**TASK PROMPT**. Rewrite each of the entries below with "vertex pairs" replaced by "coordinate pairs" and everything else left unchanged.

================

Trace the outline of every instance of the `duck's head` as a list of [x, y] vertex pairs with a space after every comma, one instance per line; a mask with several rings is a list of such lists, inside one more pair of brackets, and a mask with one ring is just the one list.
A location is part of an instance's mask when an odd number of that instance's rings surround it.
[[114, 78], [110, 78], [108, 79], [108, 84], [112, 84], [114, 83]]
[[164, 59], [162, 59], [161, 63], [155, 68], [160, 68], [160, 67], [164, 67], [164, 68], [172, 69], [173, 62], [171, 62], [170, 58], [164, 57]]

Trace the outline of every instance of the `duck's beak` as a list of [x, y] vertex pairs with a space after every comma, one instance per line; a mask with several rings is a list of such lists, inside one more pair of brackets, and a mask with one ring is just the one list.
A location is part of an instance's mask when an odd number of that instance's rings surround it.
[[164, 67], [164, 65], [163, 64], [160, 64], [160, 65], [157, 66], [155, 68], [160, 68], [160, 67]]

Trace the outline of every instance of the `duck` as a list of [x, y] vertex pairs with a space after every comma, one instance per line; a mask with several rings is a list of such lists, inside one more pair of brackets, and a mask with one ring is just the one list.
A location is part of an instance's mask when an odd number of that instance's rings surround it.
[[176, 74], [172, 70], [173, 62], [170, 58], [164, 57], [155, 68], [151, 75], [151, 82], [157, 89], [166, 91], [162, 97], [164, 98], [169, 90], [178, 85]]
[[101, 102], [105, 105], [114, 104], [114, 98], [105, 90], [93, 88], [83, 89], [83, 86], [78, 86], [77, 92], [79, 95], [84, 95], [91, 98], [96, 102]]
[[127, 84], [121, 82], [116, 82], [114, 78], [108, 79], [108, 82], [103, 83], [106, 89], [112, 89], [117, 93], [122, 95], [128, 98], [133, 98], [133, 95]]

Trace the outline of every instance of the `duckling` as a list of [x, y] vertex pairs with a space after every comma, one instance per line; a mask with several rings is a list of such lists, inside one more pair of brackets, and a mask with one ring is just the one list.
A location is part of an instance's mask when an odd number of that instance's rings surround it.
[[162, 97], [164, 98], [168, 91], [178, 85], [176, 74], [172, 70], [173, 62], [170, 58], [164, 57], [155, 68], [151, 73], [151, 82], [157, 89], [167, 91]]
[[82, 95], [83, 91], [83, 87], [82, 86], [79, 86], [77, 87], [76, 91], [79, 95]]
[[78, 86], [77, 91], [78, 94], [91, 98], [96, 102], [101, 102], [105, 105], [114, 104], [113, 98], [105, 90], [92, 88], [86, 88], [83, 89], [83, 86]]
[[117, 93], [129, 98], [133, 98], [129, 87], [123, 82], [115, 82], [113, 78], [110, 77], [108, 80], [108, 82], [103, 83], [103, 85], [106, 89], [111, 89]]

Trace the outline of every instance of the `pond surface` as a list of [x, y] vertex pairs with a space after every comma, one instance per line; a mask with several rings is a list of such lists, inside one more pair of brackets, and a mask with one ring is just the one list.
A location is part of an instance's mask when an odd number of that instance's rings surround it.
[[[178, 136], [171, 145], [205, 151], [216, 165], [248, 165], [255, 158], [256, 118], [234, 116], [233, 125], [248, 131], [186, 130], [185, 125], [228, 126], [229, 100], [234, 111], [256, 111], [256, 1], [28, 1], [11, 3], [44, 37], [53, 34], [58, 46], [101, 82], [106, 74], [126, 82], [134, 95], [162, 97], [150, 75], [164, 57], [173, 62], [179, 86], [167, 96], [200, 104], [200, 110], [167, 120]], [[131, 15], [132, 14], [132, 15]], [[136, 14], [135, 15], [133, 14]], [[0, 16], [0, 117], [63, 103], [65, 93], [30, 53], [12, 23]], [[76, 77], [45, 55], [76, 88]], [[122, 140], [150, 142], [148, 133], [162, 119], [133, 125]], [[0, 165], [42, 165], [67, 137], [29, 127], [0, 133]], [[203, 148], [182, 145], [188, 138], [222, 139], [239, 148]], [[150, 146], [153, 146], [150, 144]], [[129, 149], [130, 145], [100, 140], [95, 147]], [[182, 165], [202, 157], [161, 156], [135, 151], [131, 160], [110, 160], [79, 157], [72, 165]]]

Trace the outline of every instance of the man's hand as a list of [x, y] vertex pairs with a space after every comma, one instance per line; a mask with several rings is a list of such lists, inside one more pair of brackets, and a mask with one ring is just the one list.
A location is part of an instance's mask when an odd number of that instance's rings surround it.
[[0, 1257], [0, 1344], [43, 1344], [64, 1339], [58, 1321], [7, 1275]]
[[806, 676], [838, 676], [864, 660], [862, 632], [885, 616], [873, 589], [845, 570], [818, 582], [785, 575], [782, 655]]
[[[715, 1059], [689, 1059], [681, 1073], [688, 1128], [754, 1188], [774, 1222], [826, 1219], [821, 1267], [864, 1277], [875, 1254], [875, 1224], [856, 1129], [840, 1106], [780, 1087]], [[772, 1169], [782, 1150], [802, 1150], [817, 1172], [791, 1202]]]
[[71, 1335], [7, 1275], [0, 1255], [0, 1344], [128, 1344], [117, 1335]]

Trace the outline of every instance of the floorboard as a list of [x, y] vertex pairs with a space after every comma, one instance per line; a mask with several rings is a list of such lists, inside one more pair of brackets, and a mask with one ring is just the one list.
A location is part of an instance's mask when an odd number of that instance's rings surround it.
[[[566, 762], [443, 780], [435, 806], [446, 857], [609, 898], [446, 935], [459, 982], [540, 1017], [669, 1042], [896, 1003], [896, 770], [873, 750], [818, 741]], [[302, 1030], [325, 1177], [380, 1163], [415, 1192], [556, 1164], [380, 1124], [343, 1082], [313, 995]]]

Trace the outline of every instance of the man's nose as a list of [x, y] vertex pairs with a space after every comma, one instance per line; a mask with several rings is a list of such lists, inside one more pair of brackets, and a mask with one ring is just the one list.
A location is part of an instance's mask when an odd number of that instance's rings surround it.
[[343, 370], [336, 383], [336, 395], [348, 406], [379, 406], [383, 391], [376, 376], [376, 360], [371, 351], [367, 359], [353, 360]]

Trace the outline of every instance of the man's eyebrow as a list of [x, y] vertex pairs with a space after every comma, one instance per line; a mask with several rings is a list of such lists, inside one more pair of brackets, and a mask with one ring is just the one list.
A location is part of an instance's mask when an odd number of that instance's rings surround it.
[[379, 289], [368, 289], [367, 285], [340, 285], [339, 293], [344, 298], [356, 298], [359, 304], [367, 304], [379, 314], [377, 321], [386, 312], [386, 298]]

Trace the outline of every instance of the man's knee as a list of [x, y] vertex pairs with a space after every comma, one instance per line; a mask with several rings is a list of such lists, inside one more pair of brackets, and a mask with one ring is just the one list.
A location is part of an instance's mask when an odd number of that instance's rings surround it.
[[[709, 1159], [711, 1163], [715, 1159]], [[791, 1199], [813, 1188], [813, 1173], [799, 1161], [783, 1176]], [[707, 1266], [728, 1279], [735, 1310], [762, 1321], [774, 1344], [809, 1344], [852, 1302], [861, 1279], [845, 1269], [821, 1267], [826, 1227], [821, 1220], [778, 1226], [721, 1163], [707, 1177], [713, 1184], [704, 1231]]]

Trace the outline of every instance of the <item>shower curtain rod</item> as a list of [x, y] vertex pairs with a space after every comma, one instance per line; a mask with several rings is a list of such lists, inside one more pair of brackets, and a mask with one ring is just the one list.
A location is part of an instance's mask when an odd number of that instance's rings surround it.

================

**ANSWER TO THIS PROBLEM**.
Trace the outline of every instance of the `duck's head` as a list of [x, y] coordinate pairs with a space after every comma, one instance per line; a mask with several rings is a list of such lists, inside one more pair of brackets, and a mask with one ring is just the one list.
A location is part of an instance's mask when an odd number of that instance's rings surround it.
[[114, 78], [110, 78], [108, 79], [108, 84], [112, 84], [114, 83]]
[[164, 59], [162, 59], [161, 63], [155, 68], [160, 68], [160, 67], [164, 67], [164, 68], [172, 69], [173, 62], [171, 62], [170, 58], [164, 57]]

Trace the outline of every instance of the `duck's beak` as a list of [x, y] coordinate pairs with a space after every comma, one instance per line; a mask with several rings is a list of such lists, inside one more pair of brackets, and a mask with one ring is just the one list.
A location is part of an instance's mask when an odd number of that instance's rings surround it.
[[164, 67], [164, 65], [163, 64], [160, 64], [160, 65], [157, 66], [155, 68], [160, 68], [160, 67]]

Trace the outline of every instance of the `duck` as a list of [x, y] coordinate pairs with a space after every comma, one instance per line; a mask with several rings is a list of such lists, inside one more pair of brackets, and a mask with one ring is just the one list.
A location is part of an instance's mask when an odd number of that instance's rings surround it.
[[176, 74], [172, 70], [173, 62], [170, 58], [164, 57], [155, 68], [151, 75], [151, 82], [157, 89], [166, 91], [162, 97], [164, 98], [169, 90], [178, 85]]
[[101, 102], [105, 105], [114, 104], [114, 98], [105, 90], [93, 88], [83, 89], [83, 86], [78, 86], [77, 92], [79, 95], [84, 95], [91, 98], [96, 102]]
[[127, 84], [121, 82], [116, 82], [114, 78], [108, 79], [108, 82], [103, 83], [106, 89], [112, 89], [117, 93], [122, 95], [128, 98], [133, 98], [133, 95]]

Trace the outline of every instance of the `duckling` as a list of [x, y] coordinate pairs with a space after every comma, one instance per line; a mask with several rings is a list of such lists, inside one more pair of brackets, and a mask with one ring is just the one list.
A location is part of an instance's mask when an odd number of that instance's rings surround it.
[[162, 97], [164, 98], [168, 91], [178, 85], [176, 74], [172, 70], [173, 62], [170, 58], [164, 57], [155, 68], [151, 73], [151, 82], [157, 89], [167, 91]]
[[82, 95], [83, 91], [83, 87], [82, 86], [79, 86], [77, 87], [76, 91], [79, 95]]
[[78, 86], [77, 91], [78, 94], [91, 98], [96, 102], [101, 102], [105, 105], [114, 104], [113, 98], [105, 90], [92, 88], [86, 88], [83, 89], [83, 86]]
[[117, 93], [129, 98], [133, 98], [129, 87], [123, 82], [115, 82], [113, 78], [110, 77], [108, 80], [108, 82], [103, 83], [103, 85], [106, 89], [111, 89]]

Trace the outline of every instance of the `pond surface` as a list of [x, y] coordinate pairs with a space after every comma, one instance per line; a mask with several rings is a list of such lists, inside one more pair of brackets, and a mask with one ring is just the one list.
A location is part of an instance's mask when an odd number of that instance's rings surround it.
[[[178, 136], [171, 145], [205, 151], [216, 165], [248, 165], [255, 158], [256, 118], [234, 116], [233, 125], [248, 131], [186, 130], [185, 125], [228, 126], [229, 100], [234, 111], [256, 111], [256, 1], [28, 1], [11, 3], [44, 37], [53, 34], [58, 46], [101, 82], [106, 74], [126, 82], [134, 95], [162, 97], [150, 75], [164, 57], [173, 62], [179, 86], [167, 96], [200, 104], [200, 110], [167, 120]], [[131, 15], [132, 14], [132, 15]], [[136, 14], [135, 15], [133, 14]], [[0, 16], [0, 117], [63, 103], [65, 93], [30, 53], [12, 23]], [[76, 77], [45, 55], [76, 88]], [[122, 140], [150, 142], [148, 133], [162, 119], [133, 125]], [[0, 165], [42, 165], [67, 137], [29, 127], [0, 133]], [[203, 148], [182, 145], [188, 138], [222, 139], [239, 148]], [[150, 146], [153, 146], [150, 144]], [[129, 149], [130, 145], [100, 140], [95, 147]], [[182, 165], [202, 157], [161, 156], [135, 151], [131, 160], [110, 160], [79, 157], [72, 165]]]

Trace the outline of every instance of the man's hand as a list of [x, y] coordinate pairs with a space after every comma, one instance per line; a mask with several rings is a list of such lists, inside one more pair of brackets, and a mask with one ring is just the one list.
A location is part of an instance's mask when an odd number of that instance's rings surround it.
[[0, 1257], [0, 1344], [43, 1344], [64, 1339], [58, 1321], [7, 1275]]
[[806, 676], [838, 676], [864, 660], [862, 632], [885, 616], [873, 589], [845, 570], [818, 582], [785, 575], [782, 655]]
[[[715, 1059], [689, 1059], [681, 1073], [688, 1128], [754, 1188], [774, 1222], [826, 1219], [821, 1267], [864, 1277], [875, 1254], [875, 1224], [856, 1129], [840, 1106], [780, 1087]], [[772, 1169], [782, 1150], [802, 1150], [817, 1172], [791, 1202]]]
[[71, 1335], [7, 1275], [0, 1255], [0, 1344], [128, 1344], [117, 1335]]

Trace the outline of every instance of the floorboard as a list of [x, y] coordinate pairs with a space after every comma, one instance per line; a mask with several rings is a list of such lists, inside one more pair of brackets, and a mask with one ring is just the one list.
A location is part of an instance's mask when an odd number of that instance's rings surround it.
[[[566, 762], [443, 780], [435, 806], [446, 857], [609, 898], [446, 935], [459, 982], [540, 1017], [669, 1042], [896, 1003], [896, 770], [873, 750], [818, 741]], [[302, 1030], [325, 1177], [380, 1163], [415, 1192], [556, 1164], [380, 1124], [343, 1082], [313, 995]]]

Trace the outline of every instance of the man's nose as a list of [x, y] coordinate pairs with a space after every comma, one instance per line; a mask with several rings is a list of such lists, inside one more pair of brackets, and a mask with one ring is just the one list.
A location is part of an instance's mask when an odd number of that instance's rings surround it.
[[343, 370], [336, 383], [336, 395], [348, 406], [379, 406], [383, 391], [376, 376], [376, 360], [371, 351], [367, 359], [353, 360]]

Trace the outline of every instance of the man's eyebrow as a list of [x, y] coordinate pairs with a space after every comma, one instance per line; a mask with several rings is a list of such lists, inside one more pair of brackets, and a mask with one ring is just the one list.
A location is part of an instance's mask when an odd number of that instance's rings surround it.
[[379, 289], [368, 289], [367, 285], [340, 285], [339, 293], [344, 298], [356, 298], [359, 304], [367, 304], [379, 314], [377, 321], [386, 312], [386, 298]]

Trace the outline of every instance of the man's knee as a list of [x, y] coordinate pairs with a space after every comma, one instance per line; a mask with several rings is a list of such lists, inside one more pair of brackets, and a mask with one ring is just the one list.
A location is part of an instance's mask when an odd number of that instance's rings surround it.
[[[709, 1159], [711, 1163], [715, 1159]], [[791, 1199], [813, 1188], [813, 1173], [799, 1161], [783, 1176]], [[707, 1266], [728, 1279], [735, 1310], [762, 1321], [774, 1344], [809, 1344], [852, 1302], [861, 1279], [845, 1269], [821, 1267], [826, 1227], [821, 1220], [778, 1226], [721, 1163], [707, 1177], [713, 1184], [704, 1231]]]

Trace the outline of every instance of the <item>shower curtain rod</item> as a list of [x, y] coordinate pairs with a space after every comma, one instance per line; a mask with several rings is a list of such lists, inside one more pair of brackets, and a mask with one ring is just the one list.
A location is part of an instance's mask when an odd number of that instance's rings surround it.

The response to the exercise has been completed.